Dataset:

○ ○ ○ ○

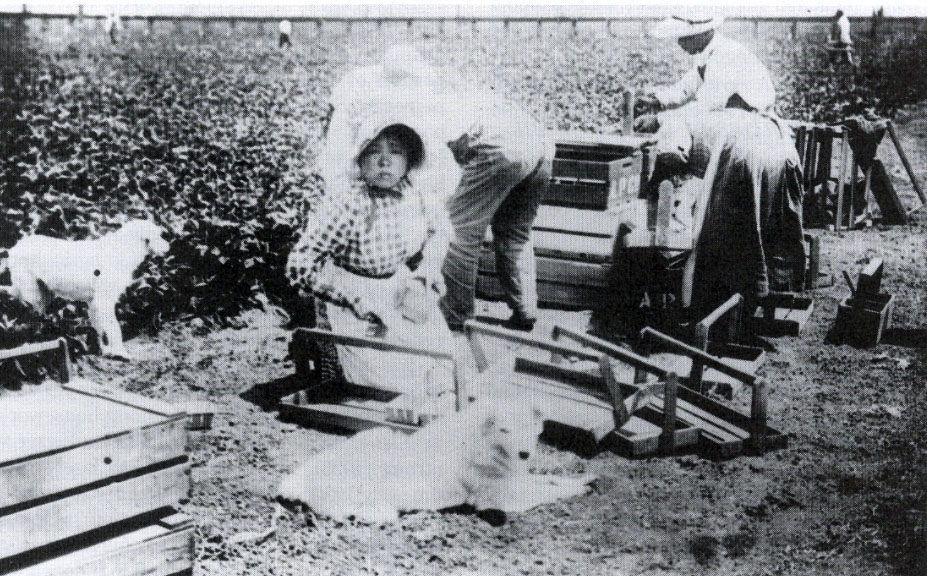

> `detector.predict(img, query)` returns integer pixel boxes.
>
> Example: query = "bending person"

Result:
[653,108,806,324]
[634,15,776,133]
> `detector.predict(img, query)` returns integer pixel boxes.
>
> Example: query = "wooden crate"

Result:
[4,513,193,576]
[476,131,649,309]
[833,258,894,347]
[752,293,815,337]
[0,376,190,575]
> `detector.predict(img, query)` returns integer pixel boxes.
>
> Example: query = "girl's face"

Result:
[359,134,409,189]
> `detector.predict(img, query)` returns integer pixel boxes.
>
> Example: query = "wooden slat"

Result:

○ ○ ○ ○

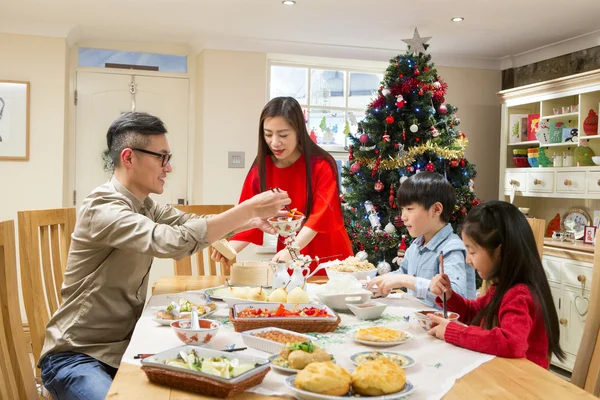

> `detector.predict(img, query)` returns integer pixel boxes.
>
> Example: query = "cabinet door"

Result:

○ ○ ○ ○

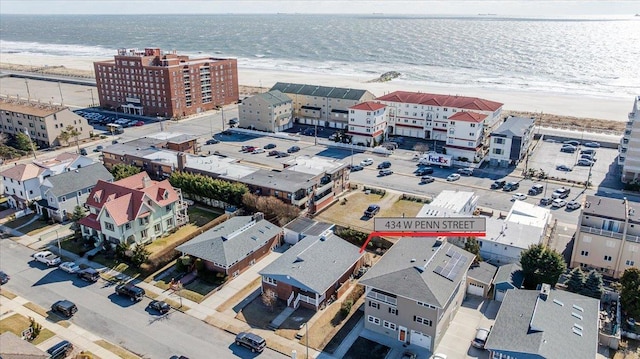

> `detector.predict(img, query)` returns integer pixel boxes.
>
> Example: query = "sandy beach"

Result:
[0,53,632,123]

○ ○ ○ ○

Search the listing above for "Example" and copy every line that holds it.

Answer to this exercise:
> Example: query = "bending person"
> Example: query = "wooden crate"
> Example: query = "girl's face"
> Example: query = "wooden slat"
> Example: query = "cabinet door"
> Example: query = "sandy beach"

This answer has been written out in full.